DOCUMENT TEXT:
⟨

# Which M30 has the LSD??



## kellen_wynn (Jul 25, 2004)

I found a Infinity M30 at this pick n pull but I dont see any evidence of a LSD Diff. What am I looking for? I couldn't see any orange sticker VLSD. Did all the M30's come with the LSD or only certain models? I cant remember the year it was, please forgive me. Is there a sure fire way to know because I dont want to put in all the effort if its not.


----------



## kellen_wynn (Jul 25, 2004)

Please I cant find any info on this M30 LSD. This item wont last in the lot if it is a LSD. Urgent help please.


----------



## bridrive55 (Aug 26, 2004)

I thought they were all LSD. It's easy to find out. You can spin one wheel while a buddy holds the other. If it locks, you've got LSD.


----------



## kellen_wynn (Jul 25, 2004)

I just found out from another forum that the M30 LSD does NOT fit. try this guys website www.ka24development or something.


----------



## bridrive55 (Aug 26, 2004)

Well, it doesn't bolt in, but you can make other LSD's fit in the 240SX. The typical diff swaps are the R200 VLSD's, from the Silvia, Q45, J30, etc. The M30 might have the R180 diff.


----------



## Cavi Mike (Dec 25, 2004)

I was under the impression they were all LSD, I have my eyes on one right now. Go V6!


----------

⟩

EXERCISE INSTRUCTIONS:
1 > Summarize the thread in three sentences.
2 > Rewrite the part of the thread that opens with the words containing "Please I cant" and closes with "you've got LSD.", putting "friend" in place of "buddy".

EXTRACTED RECORDS:
⟨

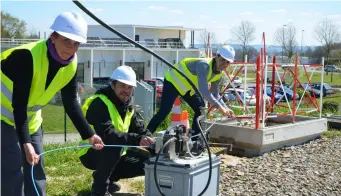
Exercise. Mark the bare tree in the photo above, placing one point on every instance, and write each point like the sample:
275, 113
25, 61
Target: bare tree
328, 34
286, 37
244, 34
12, 27
204, 37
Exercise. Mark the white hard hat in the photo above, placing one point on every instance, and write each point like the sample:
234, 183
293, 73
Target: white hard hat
71, 25
227, 52
124, 74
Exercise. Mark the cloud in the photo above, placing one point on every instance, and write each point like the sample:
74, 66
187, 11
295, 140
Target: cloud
177, 11
96, 10
203, 16
246, 13
257, 20
178, 23
279, 11
334, 16
305, 13
157, 8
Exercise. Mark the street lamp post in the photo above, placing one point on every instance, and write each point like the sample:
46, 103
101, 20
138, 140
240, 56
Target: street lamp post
283, 43
302, 41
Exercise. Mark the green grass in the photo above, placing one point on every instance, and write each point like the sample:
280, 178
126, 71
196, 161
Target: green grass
53, 120
65, 173
66, 176
331, 133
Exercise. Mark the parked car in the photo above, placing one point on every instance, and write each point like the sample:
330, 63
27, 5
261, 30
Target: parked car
288, 92
327, 90
332, 68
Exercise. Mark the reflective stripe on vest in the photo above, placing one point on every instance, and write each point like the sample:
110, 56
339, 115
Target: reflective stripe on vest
181, 84
116, 120
39, 96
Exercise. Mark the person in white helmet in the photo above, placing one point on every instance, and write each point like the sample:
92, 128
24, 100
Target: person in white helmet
109, 111
31, 74
202, 72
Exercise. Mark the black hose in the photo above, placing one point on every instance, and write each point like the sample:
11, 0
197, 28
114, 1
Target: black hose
155, 164
209, 158
138, 45
167, 63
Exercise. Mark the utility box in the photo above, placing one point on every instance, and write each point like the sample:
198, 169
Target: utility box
182, 177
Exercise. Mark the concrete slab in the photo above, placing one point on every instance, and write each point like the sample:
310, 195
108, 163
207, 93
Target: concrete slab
278, 133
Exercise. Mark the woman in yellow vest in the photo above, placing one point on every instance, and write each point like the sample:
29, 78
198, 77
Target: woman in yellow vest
31, 75
111, 115
201, 72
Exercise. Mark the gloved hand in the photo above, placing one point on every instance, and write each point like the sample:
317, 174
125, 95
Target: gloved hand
96, 141
31, 156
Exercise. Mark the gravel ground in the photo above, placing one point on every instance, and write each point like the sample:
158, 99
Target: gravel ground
310, 169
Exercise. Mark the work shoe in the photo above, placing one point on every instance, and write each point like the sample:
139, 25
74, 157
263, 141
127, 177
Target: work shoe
114, 187
99, 194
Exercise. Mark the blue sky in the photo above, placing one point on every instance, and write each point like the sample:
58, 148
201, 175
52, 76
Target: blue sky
216, 16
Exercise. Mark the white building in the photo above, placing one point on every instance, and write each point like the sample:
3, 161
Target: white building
105, 50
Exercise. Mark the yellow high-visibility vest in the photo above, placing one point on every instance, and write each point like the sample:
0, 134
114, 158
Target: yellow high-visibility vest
118, 123
181, 83
38, 97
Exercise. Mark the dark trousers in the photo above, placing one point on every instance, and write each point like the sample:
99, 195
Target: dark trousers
13, 158
169, 94
111, 167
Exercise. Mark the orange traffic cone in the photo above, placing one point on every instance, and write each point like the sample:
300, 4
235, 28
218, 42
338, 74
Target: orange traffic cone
176, 113
184, 120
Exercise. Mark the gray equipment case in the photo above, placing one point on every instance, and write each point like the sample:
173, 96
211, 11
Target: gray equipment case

⟩

TASK RESULTS:
1 > A poster found an M30 at a pick n pull and asked how to tell whether it had an LSD, since no orange VLSD sticker was visible. A reply suggested spinning one wheel while someone holds the other, because a lock means it is an LSD, and two posters said they had thought all M30s were LSD. After the original poster learned on another forum that the M30 LSD does not fit, a reply explained that it does not bolt in, that R200 VLSDs from cars such as the Silvia, Q45, and J30 are the typical swaps into the 240SX, and that the M30 might have the R180 diff.

2 >
Please I cant find any info on this M30 LSD. This item wont last in the lot if it is a LSD. Urgent help please.


----------



## bridrive55 (Aug 26, 2004)

I thought they were all LSD. It's easy to find out. You can spin one wheel while a friend holds the other. If it locks, you've got LSD.